TASK DIRECTIONS:
Copy each of the entries below word for word, leaving nothing out and changing nothing.

GIVEN RECORDS:
* BEGIN *
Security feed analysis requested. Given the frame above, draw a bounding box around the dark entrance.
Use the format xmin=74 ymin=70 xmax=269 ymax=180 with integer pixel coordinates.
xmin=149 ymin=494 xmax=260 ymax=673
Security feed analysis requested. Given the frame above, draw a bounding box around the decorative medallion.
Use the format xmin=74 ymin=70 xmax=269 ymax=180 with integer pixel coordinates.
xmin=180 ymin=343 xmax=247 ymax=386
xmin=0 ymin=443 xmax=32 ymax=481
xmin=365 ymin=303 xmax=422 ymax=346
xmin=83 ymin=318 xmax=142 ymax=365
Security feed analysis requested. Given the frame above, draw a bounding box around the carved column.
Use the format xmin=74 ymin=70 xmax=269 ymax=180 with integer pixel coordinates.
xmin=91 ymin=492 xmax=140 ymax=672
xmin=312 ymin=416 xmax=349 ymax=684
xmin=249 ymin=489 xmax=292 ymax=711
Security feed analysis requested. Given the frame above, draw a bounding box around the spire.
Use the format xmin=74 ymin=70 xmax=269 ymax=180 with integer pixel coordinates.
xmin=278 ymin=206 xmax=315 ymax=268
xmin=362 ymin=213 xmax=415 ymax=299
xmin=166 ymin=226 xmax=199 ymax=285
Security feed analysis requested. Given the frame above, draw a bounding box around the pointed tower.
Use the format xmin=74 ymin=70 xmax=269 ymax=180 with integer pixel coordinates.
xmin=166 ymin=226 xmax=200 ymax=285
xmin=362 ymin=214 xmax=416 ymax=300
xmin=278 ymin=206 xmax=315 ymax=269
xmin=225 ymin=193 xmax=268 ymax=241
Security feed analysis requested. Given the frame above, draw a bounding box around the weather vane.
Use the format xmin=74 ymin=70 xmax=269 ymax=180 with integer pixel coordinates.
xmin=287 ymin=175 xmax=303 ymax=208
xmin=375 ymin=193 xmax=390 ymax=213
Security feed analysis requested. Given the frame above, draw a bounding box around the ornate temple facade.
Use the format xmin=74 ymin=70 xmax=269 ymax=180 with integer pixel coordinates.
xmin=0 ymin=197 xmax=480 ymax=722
* END *
WRITTEN RESPONSE:
Security feed analysis requested. Given the frame above, draw a bounding box around the dark entrance.
Use the format xmin=74 ymin=70 xmax=269 ymax=180 with integer pixel coordinates.
xmin=149 ymin=494 xmax=260 ymax=673
Security feed analysis requested. Given the frame above, draw a bounding box around the decorative medallion.
Use the format xmin=74 ymin=70 xmax=269 ymax=180 with integer pixel coordinates.
xmin=180 ymin=343 xmax=247 ymax=386
xmin=0 ymin=443 xmax=32 ymax=481
xmin=365 ymin=303 xmax=422 ymax=346
xmin=83 ymin=318 xmax=142 ymax=365
Security feed analysis requested. Given the frame above, draw a bounding box around the carved column.
Use the format xmin=74 ymin=70 xmax=269 ymax=180 with integer pixel coordinates.
xmin=91 ymin=492 xmax=140 ymax=672
xmin=312 ymin=416 xmax=349 ymax=684
xmin=249 ymin=489 xmax=292 ymax=711
Security feed analysis requested. Given the frame above, draw a bounding box around the spire.
Use the format xmin=74 ymin=70 xmax=269 ymax=180 with integer pixel coordinates.
xmin=278 ymin=206 xmax=315 ymax=268
xmin=362 ymin=213 xmax=415 ymax=299
xmin=166 ymin=226 xmax=199 ymax=285
Security feed analysis requested. Given the frame above, draw a bounding box around the pointed tower.
Use the format xmin=74 ymin=70 xmax=269 ymax=180 with integer pixel coordinates.
xmin=166 ymin=226 xmax=200 ymax=285
xmin=362 ymin=214 xmax=416 ymax=300
xmin=278 ymin=206 xmax=315 ymax=269
xmin=225 ymin=193 xmax=268 ymax=241
Security feed analysis requested. Given the frame above, draw a bounding box around the weather vane.
Use the format xmin=74 ymin=70 xmax=269 ymax=180 with integer pixel coordinates.
xmin=287 ymin=175 xmax=303 ymax=208
xmin=375 ymin=193 xmax=390 ymax=213
Security feed analysis requested. Given the frame above, draw a bounding box around the ornate temple facade.
Use the format xmin=74 ymin=70 xmax=269 ymax=180 with integer pixel coordinates.
xmin=0 ymin=197 xmax=480 ymax=722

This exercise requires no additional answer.